SET TASK ▸
Render the material below as a JSON list of strings, one string per line and blank lines omitted, starting at the line containing "Thank you for the photograph. Please indicate the sky" and continuing through the final line of the material.

>> START DATASET ROWS

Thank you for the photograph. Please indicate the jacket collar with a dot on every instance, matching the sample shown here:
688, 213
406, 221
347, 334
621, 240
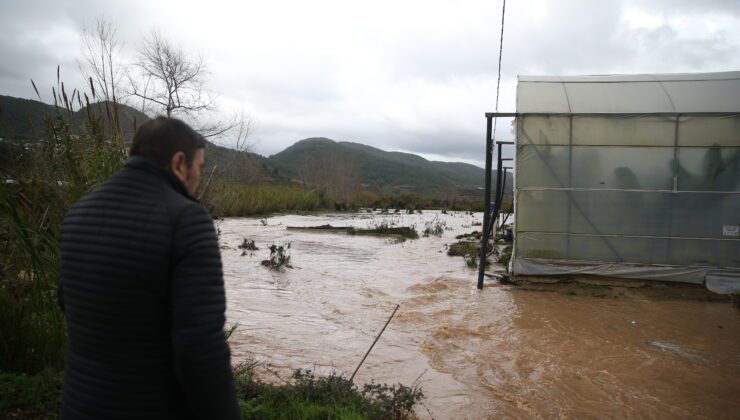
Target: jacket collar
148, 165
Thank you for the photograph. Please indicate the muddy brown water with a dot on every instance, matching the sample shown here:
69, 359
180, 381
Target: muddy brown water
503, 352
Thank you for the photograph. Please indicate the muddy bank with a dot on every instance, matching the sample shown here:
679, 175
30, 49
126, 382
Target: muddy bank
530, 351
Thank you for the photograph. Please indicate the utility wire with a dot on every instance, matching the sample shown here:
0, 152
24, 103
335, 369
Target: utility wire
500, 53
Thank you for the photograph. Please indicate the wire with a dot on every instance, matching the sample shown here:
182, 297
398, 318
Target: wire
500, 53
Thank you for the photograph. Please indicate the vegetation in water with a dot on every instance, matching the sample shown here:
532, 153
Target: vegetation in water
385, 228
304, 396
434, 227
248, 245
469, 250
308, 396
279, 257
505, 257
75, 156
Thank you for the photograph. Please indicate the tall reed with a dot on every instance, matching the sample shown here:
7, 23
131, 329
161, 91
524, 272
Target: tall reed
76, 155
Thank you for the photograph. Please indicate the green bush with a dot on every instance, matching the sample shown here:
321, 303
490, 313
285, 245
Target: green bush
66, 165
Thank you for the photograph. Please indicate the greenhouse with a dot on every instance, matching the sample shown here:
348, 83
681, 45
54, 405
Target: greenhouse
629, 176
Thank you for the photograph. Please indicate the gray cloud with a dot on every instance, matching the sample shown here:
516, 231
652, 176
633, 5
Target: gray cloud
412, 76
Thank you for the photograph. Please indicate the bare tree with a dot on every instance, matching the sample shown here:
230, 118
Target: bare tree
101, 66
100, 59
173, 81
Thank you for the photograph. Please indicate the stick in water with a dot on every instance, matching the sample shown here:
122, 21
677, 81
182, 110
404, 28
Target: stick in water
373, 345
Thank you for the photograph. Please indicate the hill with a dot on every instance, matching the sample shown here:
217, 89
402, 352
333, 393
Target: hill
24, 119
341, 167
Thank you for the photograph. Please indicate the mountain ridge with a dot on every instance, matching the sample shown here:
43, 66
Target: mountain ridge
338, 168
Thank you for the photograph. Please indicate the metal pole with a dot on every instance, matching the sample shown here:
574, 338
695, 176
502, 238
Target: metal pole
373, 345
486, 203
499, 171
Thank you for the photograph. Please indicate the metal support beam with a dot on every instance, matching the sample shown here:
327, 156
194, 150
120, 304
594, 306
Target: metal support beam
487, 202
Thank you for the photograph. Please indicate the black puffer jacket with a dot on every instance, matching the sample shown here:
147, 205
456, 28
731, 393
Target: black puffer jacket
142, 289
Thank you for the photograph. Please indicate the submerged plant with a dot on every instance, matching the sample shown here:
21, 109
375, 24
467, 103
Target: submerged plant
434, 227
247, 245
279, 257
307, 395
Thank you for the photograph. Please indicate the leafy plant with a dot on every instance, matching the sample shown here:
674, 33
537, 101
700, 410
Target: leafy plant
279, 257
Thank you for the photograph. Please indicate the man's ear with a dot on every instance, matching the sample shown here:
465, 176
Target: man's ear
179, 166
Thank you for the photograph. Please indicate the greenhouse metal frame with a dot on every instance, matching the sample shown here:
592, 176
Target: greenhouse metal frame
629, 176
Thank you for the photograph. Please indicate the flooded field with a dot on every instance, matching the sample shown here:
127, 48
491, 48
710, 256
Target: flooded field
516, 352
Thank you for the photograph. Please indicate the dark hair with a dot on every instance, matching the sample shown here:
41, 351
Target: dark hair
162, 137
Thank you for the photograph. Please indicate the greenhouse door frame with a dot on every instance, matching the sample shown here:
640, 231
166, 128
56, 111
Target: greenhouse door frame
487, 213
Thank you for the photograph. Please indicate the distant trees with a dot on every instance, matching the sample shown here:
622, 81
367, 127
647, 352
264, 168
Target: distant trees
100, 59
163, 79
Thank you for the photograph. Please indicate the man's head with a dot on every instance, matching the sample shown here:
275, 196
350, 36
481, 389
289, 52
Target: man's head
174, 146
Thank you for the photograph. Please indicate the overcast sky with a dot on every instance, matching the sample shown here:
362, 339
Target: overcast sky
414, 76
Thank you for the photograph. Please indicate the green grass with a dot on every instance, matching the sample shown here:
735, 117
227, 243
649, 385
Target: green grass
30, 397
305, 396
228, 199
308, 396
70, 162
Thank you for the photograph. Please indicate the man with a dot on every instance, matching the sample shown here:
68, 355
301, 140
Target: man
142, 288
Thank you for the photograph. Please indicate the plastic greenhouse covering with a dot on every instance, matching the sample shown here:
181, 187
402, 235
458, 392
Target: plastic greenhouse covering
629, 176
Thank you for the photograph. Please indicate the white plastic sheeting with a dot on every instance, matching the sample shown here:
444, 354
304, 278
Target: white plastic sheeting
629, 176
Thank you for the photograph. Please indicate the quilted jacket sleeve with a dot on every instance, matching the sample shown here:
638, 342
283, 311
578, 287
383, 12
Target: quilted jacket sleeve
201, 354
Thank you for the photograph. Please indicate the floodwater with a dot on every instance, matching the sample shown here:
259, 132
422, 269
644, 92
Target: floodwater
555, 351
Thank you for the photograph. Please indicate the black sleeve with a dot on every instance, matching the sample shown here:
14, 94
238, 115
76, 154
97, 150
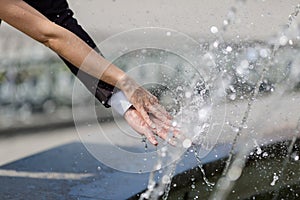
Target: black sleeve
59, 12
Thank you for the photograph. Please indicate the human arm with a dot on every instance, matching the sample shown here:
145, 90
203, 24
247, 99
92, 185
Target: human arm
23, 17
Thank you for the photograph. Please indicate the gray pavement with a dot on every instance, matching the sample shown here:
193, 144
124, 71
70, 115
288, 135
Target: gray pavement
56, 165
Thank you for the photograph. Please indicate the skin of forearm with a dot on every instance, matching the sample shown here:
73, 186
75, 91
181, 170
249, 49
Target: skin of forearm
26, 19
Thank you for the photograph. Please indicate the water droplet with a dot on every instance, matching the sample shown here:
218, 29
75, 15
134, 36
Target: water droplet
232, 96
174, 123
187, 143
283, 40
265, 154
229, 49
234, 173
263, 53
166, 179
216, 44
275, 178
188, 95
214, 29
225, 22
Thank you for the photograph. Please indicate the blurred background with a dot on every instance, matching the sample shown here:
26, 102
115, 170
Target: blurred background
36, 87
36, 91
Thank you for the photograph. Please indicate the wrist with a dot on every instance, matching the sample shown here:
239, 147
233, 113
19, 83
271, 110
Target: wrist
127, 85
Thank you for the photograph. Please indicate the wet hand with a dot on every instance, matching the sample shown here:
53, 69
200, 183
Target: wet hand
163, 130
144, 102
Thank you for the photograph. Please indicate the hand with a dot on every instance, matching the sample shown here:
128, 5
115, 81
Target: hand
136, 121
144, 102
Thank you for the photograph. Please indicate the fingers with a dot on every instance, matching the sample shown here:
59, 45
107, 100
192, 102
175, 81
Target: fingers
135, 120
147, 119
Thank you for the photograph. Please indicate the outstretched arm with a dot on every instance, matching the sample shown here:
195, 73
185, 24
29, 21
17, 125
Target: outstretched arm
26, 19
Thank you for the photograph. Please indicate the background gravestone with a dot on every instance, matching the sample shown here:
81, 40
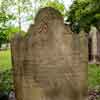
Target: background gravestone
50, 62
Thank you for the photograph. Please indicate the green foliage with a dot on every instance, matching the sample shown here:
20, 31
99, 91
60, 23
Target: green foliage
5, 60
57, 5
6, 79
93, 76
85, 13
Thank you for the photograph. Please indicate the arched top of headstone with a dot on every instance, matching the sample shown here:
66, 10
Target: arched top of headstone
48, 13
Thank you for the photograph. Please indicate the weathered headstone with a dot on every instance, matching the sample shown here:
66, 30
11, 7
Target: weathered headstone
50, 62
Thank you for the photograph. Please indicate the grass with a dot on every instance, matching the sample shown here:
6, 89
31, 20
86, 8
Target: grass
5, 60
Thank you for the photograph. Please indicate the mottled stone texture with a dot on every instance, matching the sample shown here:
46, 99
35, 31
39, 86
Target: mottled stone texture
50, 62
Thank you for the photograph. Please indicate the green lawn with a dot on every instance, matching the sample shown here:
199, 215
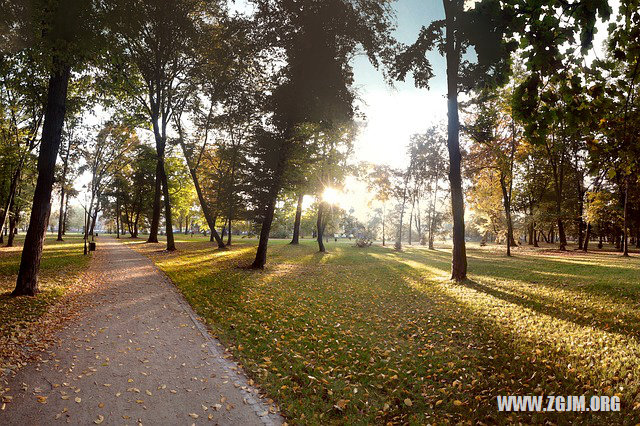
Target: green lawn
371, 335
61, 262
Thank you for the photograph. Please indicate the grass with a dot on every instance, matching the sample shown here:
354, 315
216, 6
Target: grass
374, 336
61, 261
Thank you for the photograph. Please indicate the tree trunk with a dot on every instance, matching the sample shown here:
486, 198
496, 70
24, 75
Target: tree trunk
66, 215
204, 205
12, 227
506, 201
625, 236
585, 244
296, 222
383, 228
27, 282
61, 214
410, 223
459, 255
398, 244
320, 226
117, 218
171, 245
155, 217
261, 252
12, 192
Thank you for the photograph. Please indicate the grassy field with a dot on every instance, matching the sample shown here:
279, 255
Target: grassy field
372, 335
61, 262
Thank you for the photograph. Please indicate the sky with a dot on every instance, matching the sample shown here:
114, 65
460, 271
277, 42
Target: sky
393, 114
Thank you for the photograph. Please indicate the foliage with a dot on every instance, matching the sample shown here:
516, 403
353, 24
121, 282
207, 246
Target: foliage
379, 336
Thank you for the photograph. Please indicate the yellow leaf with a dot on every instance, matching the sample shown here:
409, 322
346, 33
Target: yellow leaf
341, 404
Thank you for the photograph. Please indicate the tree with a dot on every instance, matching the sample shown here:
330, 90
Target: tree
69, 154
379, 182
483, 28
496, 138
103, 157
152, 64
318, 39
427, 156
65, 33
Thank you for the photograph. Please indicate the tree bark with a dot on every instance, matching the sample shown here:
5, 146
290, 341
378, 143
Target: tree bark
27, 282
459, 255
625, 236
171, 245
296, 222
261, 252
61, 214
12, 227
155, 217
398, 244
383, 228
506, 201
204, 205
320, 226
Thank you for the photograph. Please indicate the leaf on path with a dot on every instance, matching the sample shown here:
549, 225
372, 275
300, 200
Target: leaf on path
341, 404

>> END DATASET ROWS

TASK RESPONSE ▸
[
  "Thank you for the photograph. Please indicate the sky with a dot on every instance, matching the sample shown here:",
  "114, 65",
  "460, 271",
  "277, 42",
  "Target: sky",
  "393, 114",
  "Thank you for the photograph. Please indicate the foliage with a dot on every instance, matching the sample shown here:",
  "516, 403",
  "353, 24",
  "121, 282",
  "207, 246",
  "Target: foliage",
  "379, 336",
  "Thank you for the photograph. Please indicate the yellow leaf with a dot on every instance, matching the sample shown here:",
  "409, 322",
  "346, 33",
  "Target: yellow leaf",
  "341, 404",
  "Thank you for the photograph. Please indicate the tree with a dot on every instance, matching the sample shown here:",
  "330, 90",
  "Target: tree",
  "69, 154",
  "379, 182",
  "483, 28",
  "496, 138",
  "103, 157",
  "152, 64",
  "318, 39",
  "427, 156",
  "65, 33",
  "Thank you for the photograph. Please indicate the tree bark with a dot on every instance, matching the sample shown here:",
  "5, 146",
  "290, 341",
  "378, 143",
  "Target: tree bark",
  "27, 282",
  "459, 255",
  "625, 236",
  "171, 245",
  "296, 222",
  "261, 252",
  "61, 214",
  "12, 227",
  "155, 217",
  "398, 244",
  "383, 228",
  "506, 201",
  "204, 205",
  "320, 226",
  "Thank you for the photograph. Please indicate the leaf on path with a dot on every instance, matching the sample shown here:",
  "549, 225",
  "372, 275",
  "300, 200",
  "Target: leaf on path",
  "341, 404"
]